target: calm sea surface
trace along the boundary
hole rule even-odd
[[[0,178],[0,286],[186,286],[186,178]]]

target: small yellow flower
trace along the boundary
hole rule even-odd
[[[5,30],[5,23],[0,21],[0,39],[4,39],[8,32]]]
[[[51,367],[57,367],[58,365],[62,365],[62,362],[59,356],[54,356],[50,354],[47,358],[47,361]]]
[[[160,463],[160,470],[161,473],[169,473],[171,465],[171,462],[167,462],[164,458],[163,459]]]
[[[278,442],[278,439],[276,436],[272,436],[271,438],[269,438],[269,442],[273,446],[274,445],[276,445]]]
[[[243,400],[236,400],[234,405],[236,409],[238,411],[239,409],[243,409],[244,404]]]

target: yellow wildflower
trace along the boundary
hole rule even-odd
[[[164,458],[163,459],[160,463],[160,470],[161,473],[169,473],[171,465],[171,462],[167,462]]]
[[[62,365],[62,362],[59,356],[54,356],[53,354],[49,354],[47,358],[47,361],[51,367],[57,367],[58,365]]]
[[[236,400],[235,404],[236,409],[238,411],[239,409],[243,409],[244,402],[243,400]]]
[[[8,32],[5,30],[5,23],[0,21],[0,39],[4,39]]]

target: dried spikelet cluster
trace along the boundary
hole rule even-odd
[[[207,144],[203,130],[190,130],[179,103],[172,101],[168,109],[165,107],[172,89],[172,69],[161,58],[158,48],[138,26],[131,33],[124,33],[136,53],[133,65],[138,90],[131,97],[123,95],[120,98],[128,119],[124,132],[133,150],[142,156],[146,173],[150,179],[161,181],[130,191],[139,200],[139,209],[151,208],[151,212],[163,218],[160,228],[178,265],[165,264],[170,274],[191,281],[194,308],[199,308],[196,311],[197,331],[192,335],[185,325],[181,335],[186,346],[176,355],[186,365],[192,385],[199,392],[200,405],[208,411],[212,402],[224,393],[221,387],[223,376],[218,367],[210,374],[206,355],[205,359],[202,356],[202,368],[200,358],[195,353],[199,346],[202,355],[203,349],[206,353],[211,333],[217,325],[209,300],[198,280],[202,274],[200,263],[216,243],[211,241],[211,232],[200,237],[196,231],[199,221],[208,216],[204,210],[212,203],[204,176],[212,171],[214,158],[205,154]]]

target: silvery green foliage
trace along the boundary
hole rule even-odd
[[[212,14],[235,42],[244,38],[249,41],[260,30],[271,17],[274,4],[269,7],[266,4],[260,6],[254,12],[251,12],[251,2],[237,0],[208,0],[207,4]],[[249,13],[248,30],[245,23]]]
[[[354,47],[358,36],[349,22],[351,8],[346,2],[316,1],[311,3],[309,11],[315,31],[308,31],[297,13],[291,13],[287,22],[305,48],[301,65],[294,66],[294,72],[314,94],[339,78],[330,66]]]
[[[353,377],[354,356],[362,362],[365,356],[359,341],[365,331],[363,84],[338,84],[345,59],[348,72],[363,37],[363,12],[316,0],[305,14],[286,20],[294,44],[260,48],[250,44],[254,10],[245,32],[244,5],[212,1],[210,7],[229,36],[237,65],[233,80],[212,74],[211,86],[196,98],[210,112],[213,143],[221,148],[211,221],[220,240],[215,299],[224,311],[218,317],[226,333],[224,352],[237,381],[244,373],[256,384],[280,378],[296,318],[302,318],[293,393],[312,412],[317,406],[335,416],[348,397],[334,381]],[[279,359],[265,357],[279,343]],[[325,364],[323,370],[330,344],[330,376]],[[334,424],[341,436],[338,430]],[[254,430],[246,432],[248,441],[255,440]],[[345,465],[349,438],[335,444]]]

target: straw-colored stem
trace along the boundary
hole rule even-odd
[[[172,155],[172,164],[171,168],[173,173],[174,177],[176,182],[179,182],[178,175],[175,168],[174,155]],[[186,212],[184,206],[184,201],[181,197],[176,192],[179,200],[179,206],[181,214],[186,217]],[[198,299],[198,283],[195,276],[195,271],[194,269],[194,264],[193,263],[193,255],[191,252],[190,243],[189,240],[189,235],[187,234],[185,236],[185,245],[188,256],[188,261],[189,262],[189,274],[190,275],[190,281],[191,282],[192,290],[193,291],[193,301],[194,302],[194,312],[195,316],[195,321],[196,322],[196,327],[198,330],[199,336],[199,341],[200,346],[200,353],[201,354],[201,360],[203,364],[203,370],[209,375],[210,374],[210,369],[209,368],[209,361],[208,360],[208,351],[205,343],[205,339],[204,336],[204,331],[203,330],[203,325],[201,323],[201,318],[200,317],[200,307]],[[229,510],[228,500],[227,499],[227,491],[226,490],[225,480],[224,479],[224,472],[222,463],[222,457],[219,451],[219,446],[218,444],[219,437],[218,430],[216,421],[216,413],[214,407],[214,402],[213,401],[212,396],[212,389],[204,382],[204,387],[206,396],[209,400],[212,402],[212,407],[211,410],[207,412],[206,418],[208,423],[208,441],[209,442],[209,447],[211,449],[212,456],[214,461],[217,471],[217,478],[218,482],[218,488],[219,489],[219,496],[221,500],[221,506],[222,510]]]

• • •

Stated goal
Please reproduce the listing from its first line up to and including the line with "[[[8,32],[5,30],[5,23],[0,21],[0,39],[4,39]]]", replacing "boundary" with "edge" and leaving everything else unchanged.

Answer to this problem
target: calm sea surface
trace along the edge
hole rule even-odd
[[[0,178],[0,286],[186,286],[186,178]]]

target: small yellow flower
trace along the edge
hole rule even-odd
[[[5,30],[5,23],[0,21],[0,39],[4,39],[8,32]]]
[[[51,367],[57,367],[58,365],[62,365],[62,362],[59,356],[54,356],[50,354],[47,358],[47,361]]]
[[[160,463],[160,470],[161,473],[169,473],[171,465],[171,462],[167,462],[164,458],[163,459]]]
[[[278,442],[278,439],[276,436],[272,436],[271,438],[269,438],[269,442],[273,446],[274,445],[276,445]]]
[[[243,400],[236,400],[234,405],[236,409],[238,411],[239,409],[243,409],[244,404]]]

target: yellow wildflower
trace along the edge
hole rule even-odd
[[[164,458],[163,459],[160,463],[160,470],[161,473],[169,473],[171,465],[171,462],[167,462]]]
[[[62,365],[62,362],[59,356],[54,356],[53,354],[49,354],[47,358],[47,361],[51,367],[57,367],[58,365]]]
[[[236,400],[235,404],[236,409],[238,411],[239,409],[243,409],[244,402],[243,400]]]
[[[8,32],[5,30],[5,23],[0,21],[0,39],[4,39]]]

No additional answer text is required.